** Extracted material follows **

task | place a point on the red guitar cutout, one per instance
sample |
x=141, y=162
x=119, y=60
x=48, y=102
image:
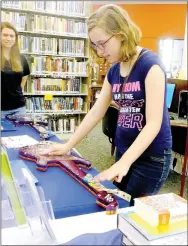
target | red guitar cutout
x=72, y=166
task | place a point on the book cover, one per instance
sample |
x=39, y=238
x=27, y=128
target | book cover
x=161, y=209
x=153, y=232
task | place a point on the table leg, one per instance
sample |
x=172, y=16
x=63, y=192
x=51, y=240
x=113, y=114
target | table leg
x=184, y=168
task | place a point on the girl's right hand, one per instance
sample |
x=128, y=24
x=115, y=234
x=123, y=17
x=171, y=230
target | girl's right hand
x=56, y=149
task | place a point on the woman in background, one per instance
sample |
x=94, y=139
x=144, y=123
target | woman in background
x=14, y=72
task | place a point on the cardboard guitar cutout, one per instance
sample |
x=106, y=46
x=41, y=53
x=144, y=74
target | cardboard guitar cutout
x=72, y=166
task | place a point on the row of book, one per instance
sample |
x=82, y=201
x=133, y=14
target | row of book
x=38, y=45
x=61, y=104
x=56, y=85
x=62, y=124
x=45, y=24
x=78, y=8
x=59, y=65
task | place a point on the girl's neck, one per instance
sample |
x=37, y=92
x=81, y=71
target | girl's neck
x=125, y=67
x=6, y=53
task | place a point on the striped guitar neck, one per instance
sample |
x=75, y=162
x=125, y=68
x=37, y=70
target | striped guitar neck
x=72, y=165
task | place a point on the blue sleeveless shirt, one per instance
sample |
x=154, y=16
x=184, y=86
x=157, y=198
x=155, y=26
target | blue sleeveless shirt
x=132, y=101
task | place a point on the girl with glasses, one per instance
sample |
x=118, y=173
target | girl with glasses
x=143, y=135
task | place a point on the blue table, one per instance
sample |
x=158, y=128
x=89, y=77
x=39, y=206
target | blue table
x=67, y=196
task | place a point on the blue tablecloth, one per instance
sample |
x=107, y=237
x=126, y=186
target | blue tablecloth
x=67, y=196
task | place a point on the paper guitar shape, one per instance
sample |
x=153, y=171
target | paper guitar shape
x=38, y=123
x=72, y=166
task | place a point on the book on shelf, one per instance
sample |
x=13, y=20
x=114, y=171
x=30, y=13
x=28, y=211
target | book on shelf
x=49, y=64
x=69, y=8
x=138, y=231
x=35, y=23
x=53, y=35
x=38, y=104
x=62, y=124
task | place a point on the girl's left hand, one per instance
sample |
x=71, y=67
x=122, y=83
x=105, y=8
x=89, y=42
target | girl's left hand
x=115, y=172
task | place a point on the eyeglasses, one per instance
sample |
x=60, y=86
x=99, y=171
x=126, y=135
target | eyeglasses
x=100, y=46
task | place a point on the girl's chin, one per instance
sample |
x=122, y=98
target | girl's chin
x=112, y=60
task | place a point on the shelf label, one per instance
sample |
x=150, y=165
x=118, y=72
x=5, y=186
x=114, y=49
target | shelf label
x=48, y=97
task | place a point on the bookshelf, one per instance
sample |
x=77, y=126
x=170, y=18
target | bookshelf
x=53, y=37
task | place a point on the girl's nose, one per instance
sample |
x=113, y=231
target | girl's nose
x=100, y=52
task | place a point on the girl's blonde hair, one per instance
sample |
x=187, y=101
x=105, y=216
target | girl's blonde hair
x=15, y=58
x=116, y=21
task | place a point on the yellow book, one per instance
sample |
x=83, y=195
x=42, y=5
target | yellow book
x=161, y=209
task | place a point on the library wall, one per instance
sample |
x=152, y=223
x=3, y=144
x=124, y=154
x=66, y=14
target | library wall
x=156, y=21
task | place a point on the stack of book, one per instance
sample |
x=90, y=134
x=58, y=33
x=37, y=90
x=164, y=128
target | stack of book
x=155, y=220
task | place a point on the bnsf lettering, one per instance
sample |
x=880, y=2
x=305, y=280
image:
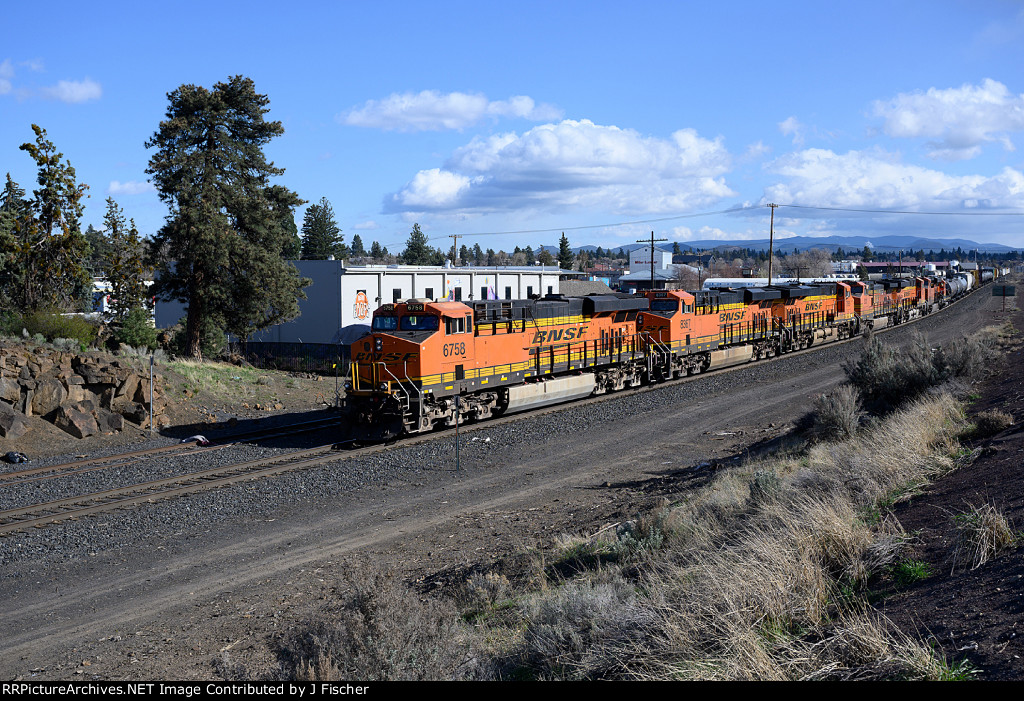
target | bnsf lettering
x=558, y=335
x=454, y=349
x=386, y=357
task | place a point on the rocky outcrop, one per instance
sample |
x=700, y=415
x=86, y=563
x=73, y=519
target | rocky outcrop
x=81, y=393
x=12, y=424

** End of Extracted material **

## Problem description
All that's required is the material above repeated exactly, minus any picture.

## Your solution
task | place a point on the red guitar cutout, one per instance
sample |
x=141, y=162
x=119, y=60
x=48, y=102
image:
target | red guitar cutout
x=72, y=166
task | place a point on the book cover, one per instance
sample |
x=39, y=238
x=27, y=128
target | book cover
x=161, y=209
x=153, y=232
task | place a point on the table leg, one per instance
sample |
x=172, y=16
x=63, y=192
x=51, y=240
x=113, y=114
target | table leg
x=184, y=168
task | place a point on the girl's right hand, one per instance
sample |
x=128, y=24
x=115, y=234
x=123, y=17
x=171, y=230
target | girl's right hand
x=56, y=149
task | place a point on the woman in background, one per instance
sample |
x=94, y=139
x=144, y=123
target | woman in background
x=14, y=72
task | place a point on the cardboard guitar cutout, one per instance
sample |
x=106, y=46
x=41, y=53
x=144, y=74
target | cardboard guitar cutout
x=72, y=166
task | place a point on the row of book, one per instance
sample |
x=82, y=201
x=133, y=14
target | row of book
x=38, y=45
x=61, y=104
x=56, y=85
x=62, y=124
x=45, y=24
x=78, y=8
x=59, y=65
task | place a point on the girl's neck, one per instance
sample |
x=37, y=92
x=81, y=71
target | girl's neck
x=125, y=67
x=6, y=53
task | place a point on the striped guitar neck, one per instance
sample |
x=75, y=162
x=125, y=68
x=37, y=70
target | striped guitar neck
x=72, y=165
task | place a point on the blue sleeveless shirt, one per instance
sample |
x=154, y=16
x=184, y=86
x=157, y=198
x=155, y=26
target | blue sleeveless shirt
x=132, y=101
task | place a point on the girl with glasses, one per instance
sample |
x=118, y=173
target | girl with glasses
x=143, y=135
task | place a point on the blue table, one per instance
sample |
x=158, y=128
x=89, y=77
x=39, y=206
target | blue table
x=67, y=196
task | place a point on the blue tablecloth, one per instance
sample |
x=107, y=237
x=126, y=186
target | blue tablecloth
x=67, y=196
task | place a point on the paper guitar shape, one per instance
sample |
x=153, y=171
target | paper guitar shape
x=38, y=123
x=72, y=166
task | place a point on the book on shelf, one per instance
sample |
x=13, y=20
x=114, y=171
x=30, y=13
x=28, y=211
target | book on shelf
x=49, y=64
x=69, y=8
x=138, y=231
x=35, y=23
x=53, y=35
x=38, y=104
x=62, y=124
task | place a point on the girl's left hand, one per instance
sample |
x=71, y=67
x=122, y=83
x=105, y=8
x=89, y=42
target | girl's left hand
x=115, y=172
task | place a point on the eyeglasses, one per instance
sample |
x=60, y=86
x=99, y=171
x=126, y=135
target | eyeglasses
x=100, y=46
task | place a point on the girl's chin, one per instance
sample |
x=122, y=98
target | girl's chin
x=112, y=60
task | place a point on the shelf label, one per instance
sample |
x=150, y=165
x=118, y=72
x=5, y=186
x=114, y=49
target | shelf label
x=48, y=97
task | place a point on the bookshelf, one per instance
sample |
x=77, y=126
x=170, y=18
target | bookshelf
x=53, y=37
task | place a point on the girl's nose, one per instance
sample |
x=113, y=231
target | girl's nose
x=100, y=52
task | place a point on the girl's blonde hair, one per instance
sample |
x=187, y=101
x=105, y=216
target | girl's blonde hair
x=15, y=58
x=116, y=21
task | place a point on the yellow book, one per instance
sample |
x=83, y=195
x=42, y=5
target | yellow book
x=161, y=209
task | place a point on the library wall, one per instance
sample |
x=152, y=223
x=3, y=144
x=124, y=154
x=66, y=14
target | library wall
x=156, y=21
task | place a point on the stack of book, one per instance
sample |
x=90, y=134
x=58, y=33
x=37, y=90
x=164, y=128
target | stack of book
x=155, y=220
task | place a point on the bnsf lettering, one per instance
sample |
x=880, y=2
x=305, y=280
image:
target | bnsf lettering
x=558, y=335
x=454, y=349
x=386, y=357
task | place a point on the rocky outcrop, one per instance
sample |
x=700, y=415
x=86, y=563
x=73, y=519
target | rocky outcrop
x=81, y=393
x=12, y=424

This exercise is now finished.